_DOCUMENT PASSAGE_.
Colonoscopy or end-of-life planning? Many would pick physical exam

Most people don’t look forward to a colonoscopy.

And most would rather not have a conversation about end-of-life care.

Home Instead Inc., a national company with offices in Kennewick, has launched a new program called Elderoscopy with these two ideas in mind.

Elderoscopy is a critical conversation, complete with “probing” questions, between older adults and their loved ones, examining wants and needs, and setting intentions for topics such as end-of-life plans, finances, relationships and more.

It is a conversation every family should have – no matter how uncomfortable, said Roy Wu, who co-owns the Tri-City-based Home Instead franchise with his wife Paula. They provide elder care services to clients in Benton, Franklin and Walla Walla counties.

“It’s a fun name. At first people may be like, ‘What?’ but it’s a serious topic. We always encourage people to just start. Just have the conversation,” Wu said. “Just start somewhere and don’t be afraid to ask for help because there are resources.”

Research from Home Instead and The Marist College Poll shows that
1 in 6 Americans would rather have a colonoscopy than talk to their loved ones about end-of-life plans. Nearly one-third of Americans over the age of 70 (29%) would prefer or are undecided when having to choose between a colonoscopy and discussing end-of-life plans.

_AIM OF THE TASK_. Transcribe everything in the Elderoscopy article from "Research from Home" down to "discussing end-of-life plans.", word for word.

Dataset entries:
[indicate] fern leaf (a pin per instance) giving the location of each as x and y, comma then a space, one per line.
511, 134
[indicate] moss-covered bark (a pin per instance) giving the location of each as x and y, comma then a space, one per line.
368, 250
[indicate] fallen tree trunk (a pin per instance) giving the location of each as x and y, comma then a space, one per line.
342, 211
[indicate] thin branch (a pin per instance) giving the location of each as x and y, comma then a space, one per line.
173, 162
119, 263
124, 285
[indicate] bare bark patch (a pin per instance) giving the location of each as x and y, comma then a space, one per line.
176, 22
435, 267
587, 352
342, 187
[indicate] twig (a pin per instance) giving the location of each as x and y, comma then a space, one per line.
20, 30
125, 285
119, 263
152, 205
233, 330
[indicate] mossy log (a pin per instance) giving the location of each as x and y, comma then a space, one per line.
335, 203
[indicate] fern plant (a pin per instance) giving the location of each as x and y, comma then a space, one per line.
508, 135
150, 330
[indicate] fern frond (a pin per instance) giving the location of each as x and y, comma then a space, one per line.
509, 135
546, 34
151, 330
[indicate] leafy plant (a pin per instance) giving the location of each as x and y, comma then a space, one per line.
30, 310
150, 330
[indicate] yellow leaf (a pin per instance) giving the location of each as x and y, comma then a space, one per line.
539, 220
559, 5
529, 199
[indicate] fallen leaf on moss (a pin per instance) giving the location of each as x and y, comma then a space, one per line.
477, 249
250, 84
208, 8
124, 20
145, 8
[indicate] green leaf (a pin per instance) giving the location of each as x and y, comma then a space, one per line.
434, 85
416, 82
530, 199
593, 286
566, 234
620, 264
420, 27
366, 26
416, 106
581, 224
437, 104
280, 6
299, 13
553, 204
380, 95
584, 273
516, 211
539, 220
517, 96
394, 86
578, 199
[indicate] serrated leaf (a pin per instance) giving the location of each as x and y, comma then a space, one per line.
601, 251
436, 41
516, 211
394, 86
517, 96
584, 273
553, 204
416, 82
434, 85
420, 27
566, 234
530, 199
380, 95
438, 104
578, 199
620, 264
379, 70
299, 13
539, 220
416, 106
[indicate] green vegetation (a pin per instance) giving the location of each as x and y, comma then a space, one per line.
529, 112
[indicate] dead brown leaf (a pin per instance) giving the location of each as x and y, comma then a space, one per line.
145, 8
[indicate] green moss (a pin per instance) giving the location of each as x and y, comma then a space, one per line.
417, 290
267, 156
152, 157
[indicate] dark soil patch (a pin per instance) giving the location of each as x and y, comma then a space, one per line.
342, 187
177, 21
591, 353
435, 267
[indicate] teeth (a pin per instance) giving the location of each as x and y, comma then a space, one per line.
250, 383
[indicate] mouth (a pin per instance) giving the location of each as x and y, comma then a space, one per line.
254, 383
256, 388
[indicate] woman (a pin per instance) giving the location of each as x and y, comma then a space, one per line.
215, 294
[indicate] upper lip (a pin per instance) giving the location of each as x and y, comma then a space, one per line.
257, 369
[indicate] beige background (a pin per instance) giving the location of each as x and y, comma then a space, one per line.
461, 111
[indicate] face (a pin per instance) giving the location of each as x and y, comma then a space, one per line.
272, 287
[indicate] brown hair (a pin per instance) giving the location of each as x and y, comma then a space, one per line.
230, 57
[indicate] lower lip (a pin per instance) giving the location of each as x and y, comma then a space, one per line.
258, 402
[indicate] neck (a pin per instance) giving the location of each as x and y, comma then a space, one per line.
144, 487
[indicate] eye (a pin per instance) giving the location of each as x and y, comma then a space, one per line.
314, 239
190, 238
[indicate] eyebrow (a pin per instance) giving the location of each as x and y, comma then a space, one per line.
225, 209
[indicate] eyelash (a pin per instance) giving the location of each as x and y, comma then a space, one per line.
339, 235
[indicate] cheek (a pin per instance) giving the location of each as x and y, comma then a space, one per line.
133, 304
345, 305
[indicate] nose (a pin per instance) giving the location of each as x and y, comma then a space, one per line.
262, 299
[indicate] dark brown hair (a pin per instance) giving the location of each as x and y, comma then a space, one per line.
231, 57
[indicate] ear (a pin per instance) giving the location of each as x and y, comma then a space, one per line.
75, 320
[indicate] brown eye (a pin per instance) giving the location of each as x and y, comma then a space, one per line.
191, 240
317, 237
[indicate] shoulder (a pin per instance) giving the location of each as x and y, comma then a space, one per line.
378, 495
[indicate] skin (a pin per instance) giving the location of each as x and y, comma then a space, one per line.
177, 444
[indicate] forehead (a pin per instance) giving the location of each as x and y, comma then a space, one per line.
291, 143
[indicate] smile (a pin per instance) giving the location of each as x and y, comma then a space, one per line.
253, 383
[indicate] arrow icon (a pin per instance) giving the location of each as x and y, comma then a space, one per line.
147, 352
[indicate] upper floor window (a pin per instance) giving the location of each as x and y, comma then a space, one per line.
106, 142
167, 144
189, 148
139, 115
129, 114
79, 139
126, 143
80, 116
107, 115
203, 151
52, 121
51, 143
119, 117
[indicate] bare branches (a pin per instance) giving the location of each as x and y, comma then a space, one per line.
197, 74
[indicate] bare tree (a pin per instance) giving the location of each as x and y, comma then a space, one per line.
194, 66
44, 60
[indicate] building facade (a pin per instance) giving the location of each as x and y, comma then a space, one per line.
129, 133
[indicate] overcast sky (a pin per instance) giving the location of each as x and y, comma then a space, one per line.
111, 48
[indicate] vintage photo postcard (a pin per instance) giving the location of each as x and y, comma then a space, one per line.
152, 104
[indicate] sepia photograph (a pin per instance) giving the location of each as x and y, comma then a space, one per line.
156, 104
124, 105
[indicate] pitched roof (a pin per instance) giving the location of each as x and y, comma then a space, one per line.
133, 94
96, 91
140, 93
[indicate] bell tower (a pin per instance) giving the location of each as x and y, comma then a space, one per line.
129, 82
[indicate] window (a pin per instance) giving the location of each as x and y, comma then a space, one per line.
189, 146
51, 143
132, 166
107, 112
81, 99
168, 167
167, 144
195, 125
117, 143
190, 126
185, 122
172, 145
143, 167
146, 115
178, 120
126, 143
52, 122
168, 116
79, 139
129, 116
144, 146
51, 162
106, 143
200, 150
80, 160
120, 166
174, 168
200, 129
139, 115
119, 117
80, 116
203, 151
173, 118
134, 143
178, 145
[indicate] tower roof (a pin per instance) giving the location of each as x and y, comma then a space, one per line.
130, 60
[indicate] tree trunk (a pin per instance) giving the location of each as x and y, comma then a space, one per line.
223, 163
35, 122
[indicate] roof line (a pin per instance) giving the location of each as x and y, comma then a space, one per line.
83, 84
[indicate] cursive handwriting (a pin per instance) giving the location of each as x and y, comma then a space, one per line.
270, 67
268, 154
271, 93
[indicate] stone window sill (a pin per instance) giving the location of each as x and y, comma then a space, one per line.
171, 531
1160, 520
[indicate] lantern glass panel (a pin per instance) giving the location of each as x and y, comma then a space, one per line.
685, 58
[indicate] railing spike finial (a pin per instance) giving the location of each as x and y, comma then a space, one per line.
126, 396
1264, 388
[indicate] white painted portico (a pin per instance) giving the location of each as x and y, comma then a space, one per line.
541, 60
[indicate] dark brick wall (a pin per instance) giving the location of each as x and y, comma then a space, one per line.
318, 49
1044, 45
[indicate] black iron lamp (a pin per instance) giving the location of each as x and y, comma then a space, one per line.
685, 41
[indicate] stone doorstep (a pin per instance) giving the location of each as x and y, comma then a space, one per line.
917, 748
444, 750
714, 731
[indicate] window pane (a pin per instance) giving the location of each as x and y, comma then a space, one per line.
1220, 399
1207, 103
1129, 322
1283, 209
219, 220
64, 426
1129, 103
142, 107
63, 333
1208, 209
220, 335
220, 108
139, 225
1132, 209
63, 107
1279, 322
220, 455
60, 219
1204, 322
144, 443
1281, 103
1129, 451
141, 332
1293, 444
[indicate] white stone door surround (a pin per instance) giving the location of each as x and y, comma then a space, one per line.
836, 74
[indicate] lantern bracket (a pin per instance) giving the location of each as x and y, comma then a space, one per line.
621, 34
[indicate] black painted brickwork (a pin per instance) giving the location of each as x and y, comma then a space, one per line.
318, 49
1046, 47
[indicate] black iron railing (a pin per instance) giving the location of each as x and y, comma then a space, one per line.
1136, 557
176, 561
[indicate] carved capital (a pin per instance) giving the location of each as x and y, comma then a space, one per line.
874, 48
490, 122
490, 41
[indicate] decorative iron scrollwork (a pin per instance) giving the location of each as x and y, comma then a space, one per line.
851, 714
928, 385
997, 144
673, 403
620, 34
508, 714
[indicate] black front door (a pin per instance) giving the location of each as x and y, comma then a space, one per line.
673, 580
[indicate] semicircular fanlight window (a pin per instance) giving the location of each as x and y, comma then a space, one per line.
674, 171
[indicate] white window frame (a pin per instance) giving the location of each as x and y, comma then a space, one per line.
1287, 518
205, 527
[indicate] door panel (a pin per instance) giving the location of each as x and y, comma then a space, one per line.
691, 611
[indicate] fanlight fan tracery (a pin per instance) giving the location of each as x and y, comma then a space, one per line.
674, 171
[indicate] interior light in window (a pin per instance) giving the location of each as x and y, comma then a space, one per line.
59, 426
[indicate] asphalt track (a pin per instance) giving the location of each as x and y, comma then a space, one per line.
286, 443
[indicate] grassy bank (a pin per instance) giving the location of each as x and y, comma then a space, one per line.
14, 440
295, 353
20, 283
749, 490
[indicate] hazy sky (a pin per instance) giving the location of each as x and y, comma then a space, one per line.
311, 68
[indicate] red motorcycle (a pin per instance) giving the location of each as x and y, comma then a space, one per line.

_SOLUTION FOR THIS EXERCISE_.
Research from Home Instead and The Marist College Poll shows that
1 in 6 Americans would rather have a colonoscopy than talk to their loved ones about end-of-life plans. Nearly one-third of Americans over the age of 70 (29%) would prefer or are undecided when having to choose between a colonoscopy and discussing end-of-life plans.